** Opening Materials provided block **

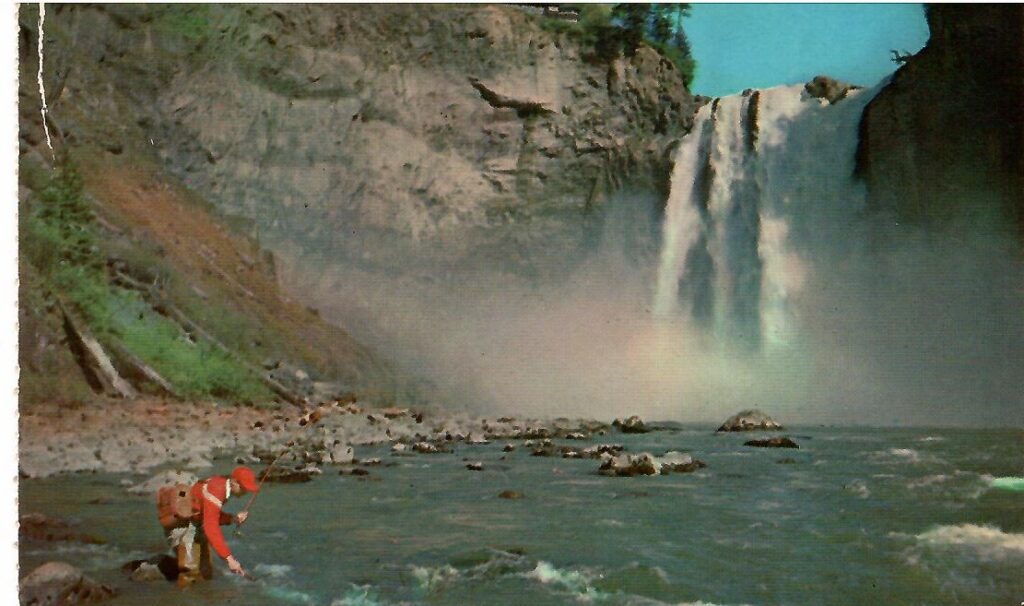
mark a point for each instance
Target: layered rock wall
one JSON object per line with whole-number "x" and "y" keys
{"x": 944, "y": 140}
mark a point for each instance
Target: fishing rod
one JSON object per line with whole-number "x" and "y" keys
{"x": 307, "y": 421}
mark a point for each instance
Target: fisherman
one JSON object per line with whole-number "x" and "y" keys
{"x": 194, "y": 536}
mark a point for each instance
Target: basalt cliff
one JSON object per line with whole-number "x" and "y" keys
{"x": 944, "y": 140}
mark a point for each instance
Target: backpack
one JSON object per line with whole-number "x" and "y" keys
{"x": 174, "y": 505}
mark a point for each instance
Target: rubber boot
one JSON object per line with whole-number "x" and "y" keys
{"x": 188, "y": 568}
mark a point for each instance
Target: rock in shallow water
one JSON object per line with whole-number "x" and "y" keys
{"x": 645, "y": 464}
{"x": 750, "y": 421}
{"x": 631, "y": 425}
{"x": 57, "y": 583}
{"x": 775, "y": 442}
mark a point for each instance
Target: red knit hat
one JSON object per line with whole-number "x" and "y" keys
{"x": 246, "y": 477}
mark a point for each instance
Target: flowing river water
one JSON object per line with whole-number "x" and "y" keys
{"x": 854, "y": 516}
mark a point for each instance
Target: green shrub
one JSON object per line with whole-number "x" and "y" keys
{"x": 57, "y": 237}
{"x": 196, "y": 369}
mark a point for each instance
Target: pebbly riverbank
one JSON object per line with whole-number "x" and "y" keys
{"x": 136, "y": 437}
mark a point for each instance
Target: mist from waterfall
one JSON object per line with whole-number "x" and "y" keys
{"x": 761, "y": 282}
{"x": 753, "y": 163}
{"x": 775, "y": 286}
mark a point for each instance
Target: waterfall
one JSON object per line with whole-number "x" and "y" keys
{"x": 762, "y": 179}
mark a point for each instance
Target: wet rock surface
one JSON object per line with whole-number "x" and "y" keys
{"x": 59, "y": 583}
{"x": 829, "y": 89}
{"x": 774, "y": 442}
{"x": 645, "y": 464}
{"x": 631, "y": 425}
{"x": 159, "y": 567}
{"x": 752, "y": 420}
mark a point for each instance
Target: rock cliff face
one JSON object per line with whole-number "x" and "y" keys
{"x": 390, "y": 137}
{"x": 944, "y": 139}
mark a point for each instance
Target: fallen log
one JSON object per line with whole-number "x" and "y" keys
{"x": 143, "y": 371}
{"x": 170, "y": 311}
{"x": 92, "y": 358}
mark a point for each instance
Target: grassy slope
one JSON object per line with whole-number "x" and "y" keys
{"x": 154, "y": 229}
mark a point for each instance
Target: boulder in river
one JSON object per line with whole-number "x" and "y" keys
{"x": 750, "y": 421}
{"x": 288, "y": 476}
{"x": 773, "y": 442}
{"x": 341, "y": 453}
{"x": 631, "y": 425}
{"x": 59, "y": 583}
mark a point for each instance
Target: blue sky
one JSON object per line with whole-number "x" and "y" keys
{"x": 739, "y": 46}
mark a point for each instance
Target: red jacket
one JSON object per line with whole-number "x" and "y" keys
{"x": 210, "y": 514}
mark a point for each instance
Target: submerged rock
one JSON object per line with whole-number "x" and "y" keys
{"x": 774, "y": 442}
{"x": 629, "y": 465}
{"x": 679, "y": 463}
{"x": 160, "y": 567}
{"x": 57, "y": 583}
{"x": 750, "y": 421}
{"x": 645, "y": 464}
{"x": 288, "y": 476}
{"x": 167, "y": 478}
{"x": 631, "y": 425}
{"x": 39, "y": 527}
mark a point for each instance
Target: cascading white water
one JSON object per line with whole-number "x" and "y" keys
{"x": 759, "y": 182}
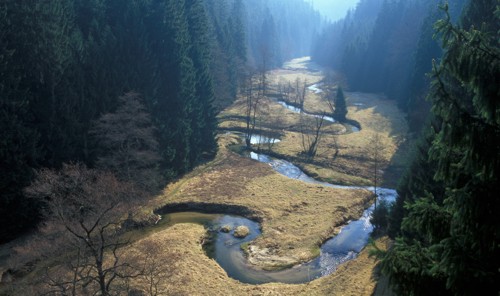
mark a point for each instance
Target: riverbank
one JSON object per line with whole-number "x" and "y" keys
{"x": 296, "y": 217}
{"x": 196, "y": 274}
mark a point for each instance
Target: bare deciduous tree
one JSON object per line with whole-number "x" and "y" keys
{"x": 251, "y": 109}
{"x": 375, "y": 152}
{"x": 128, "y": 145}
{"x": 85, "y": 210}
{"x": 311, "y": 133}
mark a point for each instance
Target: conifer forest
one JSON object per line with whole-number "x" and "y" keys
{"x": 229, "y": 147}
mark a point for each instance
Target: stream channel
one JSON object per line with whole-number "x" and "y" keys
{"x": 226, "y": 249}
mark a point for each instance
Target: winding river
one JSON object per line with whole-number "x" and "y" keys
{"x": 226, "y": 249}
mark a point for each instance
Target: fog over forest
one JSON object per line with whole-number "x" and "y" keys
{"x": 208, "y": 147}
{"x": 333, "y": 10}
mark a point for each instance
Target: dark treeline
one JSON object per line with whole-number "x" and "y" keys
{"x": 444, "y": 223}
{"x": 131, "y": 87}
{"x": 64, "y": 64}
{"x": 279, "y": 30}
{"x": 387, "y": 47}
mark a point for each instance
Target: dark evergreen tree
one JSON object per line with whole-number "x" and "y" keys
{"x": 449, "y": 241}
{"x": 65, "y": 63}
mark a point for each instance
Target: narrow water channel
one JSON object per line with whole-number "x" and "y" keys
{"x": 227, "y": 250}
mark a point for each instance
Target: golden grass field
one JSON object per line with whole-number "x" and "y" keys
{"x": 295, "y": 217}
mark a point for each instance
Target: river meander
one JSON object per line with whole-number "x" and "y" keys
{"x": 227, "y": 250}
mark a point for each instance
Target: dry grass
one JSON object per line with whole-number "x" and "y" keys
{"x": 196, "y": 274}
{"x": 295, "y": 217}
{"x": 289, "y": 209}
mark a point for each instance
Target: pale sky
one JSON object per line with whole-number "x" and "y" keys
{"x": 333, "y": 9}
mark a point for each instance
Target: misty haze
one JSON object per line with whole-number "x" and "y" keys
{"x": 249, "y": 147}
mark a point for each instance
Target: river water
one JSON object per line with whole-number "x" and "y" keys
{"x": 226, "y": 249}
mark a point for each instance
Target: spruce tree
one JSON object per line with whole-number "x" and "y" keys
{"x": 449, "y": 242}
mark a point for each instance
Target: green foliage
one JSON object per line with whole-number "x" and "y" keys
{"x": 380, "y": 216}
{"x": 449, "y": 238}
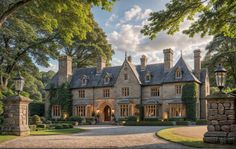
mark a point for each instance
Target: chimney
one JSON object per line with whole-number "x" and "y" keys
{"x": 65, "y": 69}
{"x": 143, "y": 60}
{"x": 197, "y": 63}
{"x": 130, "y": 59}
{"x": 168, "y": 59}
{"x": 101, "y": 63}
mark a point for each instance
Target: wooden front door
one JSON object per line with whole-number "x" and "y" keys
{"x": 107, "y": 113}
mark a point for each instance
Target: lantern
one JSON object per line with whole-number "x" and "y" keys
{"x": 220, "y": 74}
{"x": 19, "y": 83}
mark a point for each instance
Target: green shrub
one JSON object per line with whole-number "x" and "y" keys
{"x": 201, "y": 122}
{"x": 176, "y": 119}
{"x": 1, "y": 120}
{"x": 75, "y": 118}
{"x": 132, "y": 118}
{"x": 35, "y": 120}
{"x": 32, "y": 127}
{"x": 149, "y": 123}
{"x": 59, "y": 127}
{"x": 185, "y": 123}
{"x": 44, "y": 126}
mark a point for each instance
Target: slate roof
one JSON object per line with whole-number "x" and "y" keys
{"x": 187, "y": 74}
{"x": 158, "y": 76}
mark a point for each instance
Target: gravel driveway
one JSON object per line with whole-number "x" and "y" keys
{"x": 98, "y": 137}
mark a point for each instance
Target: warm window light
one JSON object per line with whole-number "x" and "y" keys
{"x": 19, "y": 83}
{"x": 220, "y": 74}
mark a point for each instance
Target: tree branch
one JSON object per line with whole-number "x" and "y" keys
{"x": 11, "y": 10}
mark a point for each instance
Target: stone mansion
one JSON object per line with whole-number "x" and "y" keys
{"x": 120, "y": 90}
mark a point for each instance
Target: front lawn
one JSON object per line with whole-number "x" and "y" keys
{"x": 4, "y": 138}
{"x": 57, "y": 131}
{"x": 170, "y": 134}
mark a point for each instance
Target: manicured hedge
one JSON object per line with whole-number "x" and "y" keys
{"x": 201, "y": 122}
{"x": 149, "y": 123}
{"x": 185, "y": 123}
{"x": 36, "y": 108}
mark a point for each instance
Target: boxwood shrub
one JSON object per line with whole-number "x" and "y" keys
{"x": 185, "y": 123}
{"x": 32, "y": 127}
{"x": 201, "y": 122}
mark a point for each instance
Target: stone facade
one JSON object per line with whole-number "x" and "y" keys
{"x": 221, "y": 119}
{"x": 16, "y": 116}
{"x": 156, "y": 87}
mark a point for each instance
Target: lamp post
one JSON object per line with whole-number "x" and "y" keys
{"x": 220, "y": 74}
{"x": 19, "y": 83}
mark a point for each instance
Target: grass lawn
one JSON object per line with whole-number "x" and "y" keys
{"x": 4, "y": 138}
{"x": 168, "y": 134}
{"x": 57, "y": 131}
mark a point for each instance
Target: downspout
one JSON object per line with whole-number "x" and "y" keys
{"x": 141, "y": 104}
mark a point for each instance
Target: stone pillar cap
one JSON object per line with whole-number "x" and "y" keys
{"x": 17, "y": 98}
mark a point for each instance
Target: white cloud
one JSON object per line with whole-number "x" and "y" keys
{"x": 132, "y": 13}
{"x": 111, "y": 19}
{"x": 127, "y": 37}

** Closing Materials provided block **

# Instructions for the task
Working from the records above, write out verbatim only the lines from the line containing "Target: wooden front door" through the line containing "Target: tree branch".

# Expected output
Target: wooden front door
one JSON object per line with whole-number "x" and "y" keys
{"x": 107, "y": 113}
mark a point for each instance
Target: lantern
one JSON object per line with whole-number "x" and "y" keys
{"x": 220, "y": 74}
{"x": 19, "y": 83}
mark a point for each instance
Target: green shrub
one JSON object per line with whole-number "x" and "y" keys
{"x": 201, "y": 122}
{"x": 176, "y": 119}
{"x": 1, "y": 120}
{"x": 75, "y": 118}
{"x": 132, "y": 118}
{"x": 35, "y": 120}
{"x": 32, "y": 127}
{"x": 149, "y": 123}
{"x": 59, "y": 127}
{"x": 185, "y": 123}
{"x": 44, "y": 126}
mark a point for each instance
Target: slate roof
one JSON object per line with whole-number "x" and "y" keys
{"x": 187, "y": 74}
{"x": 158, "y": 76}
mark a point for each instance
Target: gravel driveway
one JSON object per line with whole-number "x" and "y" keys
{"x": 98, "y": 137}
mark a point for each instance
Target: warm window light
one JSON object per line with whole-number "x" and "y" keys
{"x": 19, "y": 83}
{"x": 220, "y": 74}
mark a point for each instance
Target: tree branch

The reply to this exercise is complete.